» **THE PROBLEM**: Below are some records; give them all again exactly, but not the pictures.

» **EXTRACTED INFORMATION**:
------------------------------------------------
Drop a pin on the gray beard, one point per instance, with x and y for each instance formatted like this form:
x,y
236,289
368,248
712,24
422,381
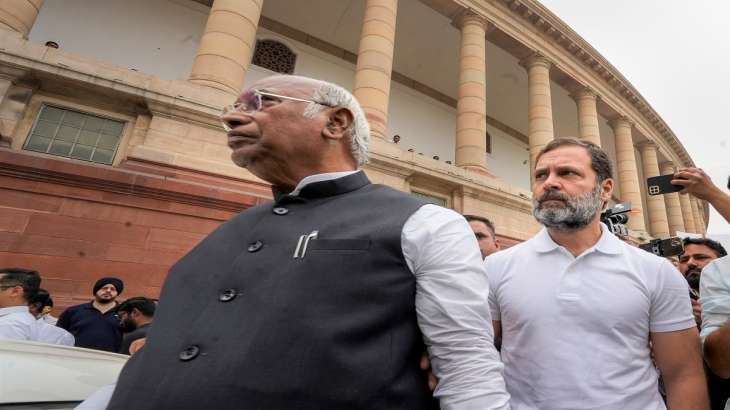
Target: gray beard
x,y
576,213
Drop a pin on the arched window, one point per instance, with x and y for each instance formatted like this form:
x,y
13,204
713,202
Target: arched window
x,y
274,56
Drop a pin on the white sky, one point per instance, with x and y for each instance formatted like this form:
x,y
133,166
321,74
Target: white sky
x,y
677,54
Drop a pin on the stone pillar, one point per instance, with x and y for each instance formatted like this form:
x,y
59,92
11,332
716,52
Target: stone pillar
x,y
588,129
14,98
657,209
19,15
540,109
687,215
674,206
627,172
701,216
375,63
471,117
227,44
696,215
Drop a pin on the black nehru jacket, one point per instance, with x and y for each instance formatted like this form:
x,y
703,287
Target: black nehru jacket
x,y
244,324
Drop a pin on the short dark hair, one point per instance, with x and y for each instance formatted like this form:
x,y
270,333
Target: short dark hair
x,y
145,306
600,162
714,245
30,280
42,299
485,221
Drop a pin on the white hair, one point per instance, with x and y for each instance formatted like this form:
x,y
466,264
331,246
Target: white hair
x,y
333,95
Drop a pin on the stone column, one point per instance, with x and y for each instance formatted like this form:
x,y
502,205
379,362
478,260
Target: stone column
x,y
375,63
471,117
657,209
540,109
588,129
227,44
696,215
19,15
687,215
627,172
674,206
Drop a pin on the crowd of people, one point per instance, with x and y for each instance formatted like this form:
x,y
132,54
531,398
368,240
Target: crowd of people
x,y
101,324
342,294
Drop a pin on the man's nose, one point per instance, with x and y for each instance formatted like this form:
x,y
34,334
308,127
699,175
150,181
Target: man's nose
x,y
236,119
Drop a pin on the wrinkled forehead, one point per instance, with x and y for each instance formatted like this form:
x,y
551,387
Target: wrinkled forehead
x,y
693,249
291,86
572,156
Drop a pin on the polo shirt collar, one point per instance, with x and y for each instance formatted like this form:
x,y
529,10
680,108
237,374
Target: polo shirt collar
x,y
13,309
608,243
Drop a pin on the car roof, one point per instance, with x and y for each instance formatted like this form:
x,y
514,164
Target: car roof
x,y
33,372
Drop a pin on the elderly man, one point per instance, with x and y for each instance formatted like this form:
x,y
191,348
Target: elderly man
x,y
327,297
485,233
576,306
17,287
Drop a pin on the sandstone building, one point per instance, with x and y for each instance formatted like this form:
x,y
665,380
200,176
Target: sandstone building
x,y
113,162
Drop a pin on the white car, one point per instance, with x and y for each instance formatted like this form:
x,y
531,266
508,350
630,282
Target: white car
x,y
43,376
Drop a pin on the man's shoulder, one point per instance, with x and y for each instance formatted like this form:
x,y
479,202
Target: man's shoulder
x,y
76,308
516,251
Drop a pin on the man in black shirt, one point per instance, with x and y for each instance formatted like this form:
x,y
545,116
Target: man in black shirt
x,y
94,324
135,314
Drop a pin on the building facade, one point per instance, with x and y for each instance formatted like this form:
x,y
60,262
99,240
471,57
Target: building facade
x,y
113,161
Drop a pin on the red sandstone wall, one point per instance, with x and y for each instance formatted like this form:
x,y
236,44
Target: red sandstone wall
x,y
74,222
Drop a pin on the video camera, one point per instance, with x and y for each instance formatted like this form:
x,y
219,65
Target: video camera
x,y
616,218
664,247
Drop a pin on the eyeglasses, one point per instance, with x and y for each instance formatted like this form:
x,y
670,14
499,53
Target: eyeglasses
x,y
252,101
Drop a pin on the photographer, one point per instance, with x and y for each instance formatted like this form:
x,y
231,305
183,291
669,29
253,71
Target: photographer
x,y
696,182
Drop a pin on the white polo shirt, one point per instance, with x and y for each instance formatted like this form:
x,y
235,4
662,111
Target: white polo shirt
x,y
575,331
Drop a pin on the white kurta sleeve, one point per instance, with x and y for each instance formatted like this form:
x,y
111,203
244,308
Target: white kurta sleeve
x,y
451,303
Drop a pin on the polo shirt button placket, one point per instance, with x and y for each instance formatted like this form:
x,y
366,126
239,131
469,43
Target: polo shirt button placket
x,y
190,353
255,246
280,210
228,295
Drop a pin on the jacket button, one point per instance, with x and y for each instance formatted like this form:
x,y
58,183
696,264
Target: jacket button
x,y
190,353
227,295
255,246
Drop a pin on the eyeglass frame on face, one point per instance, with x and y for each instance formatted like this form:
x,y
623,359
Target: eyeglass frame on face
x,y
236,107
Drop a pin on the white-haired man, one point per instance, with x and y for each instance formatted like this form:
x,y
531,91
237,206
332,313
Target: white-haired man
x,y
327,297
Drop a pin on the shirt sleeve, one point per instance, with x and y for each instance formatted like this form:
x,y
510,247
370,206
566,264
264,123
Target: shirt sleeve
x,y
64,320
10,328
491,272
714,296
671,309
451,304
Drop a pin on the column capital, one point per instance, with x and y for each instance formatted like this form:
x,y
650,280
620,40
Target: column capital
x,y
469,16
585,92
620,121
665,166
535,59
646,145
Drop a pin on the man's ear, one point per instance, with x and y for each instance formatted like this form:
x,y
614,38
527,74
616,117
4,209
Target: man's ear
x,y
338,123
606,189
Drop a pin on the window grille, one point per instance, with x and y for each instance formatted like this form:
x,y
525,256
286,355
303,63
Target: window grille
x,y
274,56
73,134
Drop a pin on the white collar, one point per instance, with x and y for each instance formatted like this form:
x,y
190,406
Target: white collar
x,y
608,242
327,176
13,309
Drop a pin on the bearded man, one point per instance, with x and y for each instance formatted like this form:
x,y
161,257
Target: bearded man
------------------------------------------------
» **SOLUTION TO THIS PROBLEM**:
Drop a pin on the gray beard, one point per instance, with x and y for each instance formatted like this form:
x,y
236,289
368,248
712,24
422,381
Target: gray beard
x,y
576,213
Drop a pin on the arched window, one point per instance, with x and y for each instance formatted like this form:
x,y
13,204
713,202
Target: arched window
x,y
274,56
Drop a pin on the white sky, one point per instance, with x and y for each instance formatted like this form:
x,y
133,166
321,74
Target: white sky
x,y
677,54
Drop a pin on the stone pillar, one point per instance, with x and y for each instance formatted like this form:
x,y
59,92
11,332
716,52
Target: stone pillar
x,y
588,129
14,98
657,209
19,15
540,109
687,215
674,206
627,172
701,216
375,63
471,117
227,44
696,215
Drop a pin on the black nehru jacket, one point per instance, with x and y for each instance formatted like this form:
x,y
703,287
Target: black nehru jacket
x,y
244,324
Drop a pin on the short dark hair, one point per instance, with x and y for each instance formatted like this form:
x,y
270,333
Target: short dark hair
x,y
145,306
600,162
714,245
30,280
42,299
485,221
Drop a pin on the white hair, one point per instance, with x and y for each instance formatted like this form:
x,y
466,264
331,246
Target: white hair
x,y
333,95
Drop a pin on the stone column, one point per instance, with x and y for each instance formatted like this form:
x,y
502,205
379,362
478,260
Target: stone column
x,y
375,63
471,117
657,209
540,109
588,129
227,44
696,215
19,15
687,215
627,172
674,206
Drop a pin on the crowd of people, one point per instance, with x and y for each instance formatted like this form:
x,y
132,54
531,398
368,240
Target: crowd of people
x,y
101,324
342,294
Drop a pin on the man's nose, one point per instance, with x and y for each instance formatted like this form:
x,y
34,334
308,127
699,175
150,181
Target: man's nose
x,y
236,119
Drop a pin on the wrinkled forehead, one point per instance, with x and y for each instance formatted like this form:
x,y
551,387
Target: wrinkled forehead
x,y
693,249
291,86
572,156
Drop a pin on the polo shirt collar, one point per instance, with x and y for each instance formatted like this form:
x,y
529,10
680,108
237,374
Target: polo shirt collar
x,y
13,309
608,243
Drop a pin on the car roof, one point per instance, with x and y for each instance formatted like this form:
x,y
514,164
Target: car roof
x,y
33,372
Drop a pin on the elderly man, one point per instance, with x and y for each instance formatted like this form:
x,y
191,348
Target: elderly man
x,y
327,297
485,233
576,306
17,287
Drop a pin on the sandstone building, one point per instance, with x and y for each instance formatted like this form:
x,y
665,380
200,176
Target: sandstone building
x,y
113,162
Drop a pin on the white car, one point per instance, with x and y for each instance formatted like this form:
x,y
531,266
508,350
630,282
Target: white car
x,y
43,376
Drop a pin on the man's shoulder, one point per instance, with x and y for each instance formatted like this form:
x,y
479,202
Target: man's shoulder
x,y
76,308
516,251
Drop a pin on the man in black shirt, one point per instance, with x and y for each instance formatted like this form:
x,y
545,116
Target: man in black shirt
x,y
94,324
135,314
Drop a pin on the building facade, one point per instance, with x and y for each instance formatted like this form:
x,y
60,262
99,240
471,57
Target: building facade
x,y
113,161
Drop a pin on the red sandstone wall, one point per instance, with x and y for each instance formatted like this form:
x,y
236,44
Target: red sandstone wall
x,y
74,222
Drop a pin on the video camera, one point per instance, with x and y for each instance formatted like this form:
x,y
219,65
Target: video camera
x,y
616,218
664,247
Drop a pin on the eyeglasses, one point per instance, with x and y for each instance formatted like this form:
x,y
670,14
499,53
Target: eyeglasses
x,y
252,101
Drop a pin on the photographer, one point per instance, with x and y for each instance formatted like this form:
x,y
231,305
183,291
669,29
253,71
Target: photographer
x,y
696,182
Drop a pin on the white polo shirt, one point per instance, with x and y for each instance formatted like this form:
x,y
235,4
662,111
Target: white polo shirt
x,y
575,331
Drop a pin on the white kurta sleeve, one point per instance, with x and y for each instance formatted like this form:
x,y
111,203
244,308
Target: white kurta sleeve
x,y
451,303
Drop a pin on the polo shirt button placket, one point per instance, with x and y for each instance formatted like this form:
x,y
366,126
239,131
469,43
Target: polo shirt button placket
x,y
190,353
255,246
280,210
228,295
Drop a pin on the jacket button, one point per instance, with x and y for each instance formatted like this form:
x,y
58,183
696,264
Target: jacket button
x,y
190,353
227,295
255,246
Drop a pin on the eyeglass frame on face, one point per instance, with x and y for each instance formatted like this form:
x,y
623,359
Target: eyeglass frame on face
x,y
236,107
Drop a pin on the white-haired man, one point per instance, with x and y for each instance formatted like this form:
x,y
531,91
237,206
332,313
Target: white-haired man
x,y
327,297
Drop a pin on the shirt sleeve, one point per instance, with x and y for each instance formatted like this form:
x,y
510,247
370,206
566,264
264,123
Target: shirt sleeve
x,y
64,320
10,328
491,272
714,296
671,309
451,304
Drop a pin on the column capital, one point per instance, with x and y for each instance formatted like this form:
x,y
650,280
620,40
Target: column capital
x,y
469,16
585,92
620,121
665,166
535,59
646,145
Drop a pin on the man's ear, one point per instance, with x and y for each instance formatted like this form:
x,y
614,38
527,74
616,117
4,209
Target: man's ear
x,y
338,123
606,189
Drop a pin on the window grille, one point per instance, with x and y for each instance formatted like this form:
x,y
525,256
286,355
303,63
Target: window grille
x,y
274,56
73,134
Drop a pin on the white collar, one point per instance, with x and y for each instance formatted like this form:
x,y
190,406
Target: white collar
x,y
608,242
327,176
13,309
Drop a pin on the bearded man, one point per instance, with x and y for each instance formatted like this form:
x,y
161,257
Target: bearded man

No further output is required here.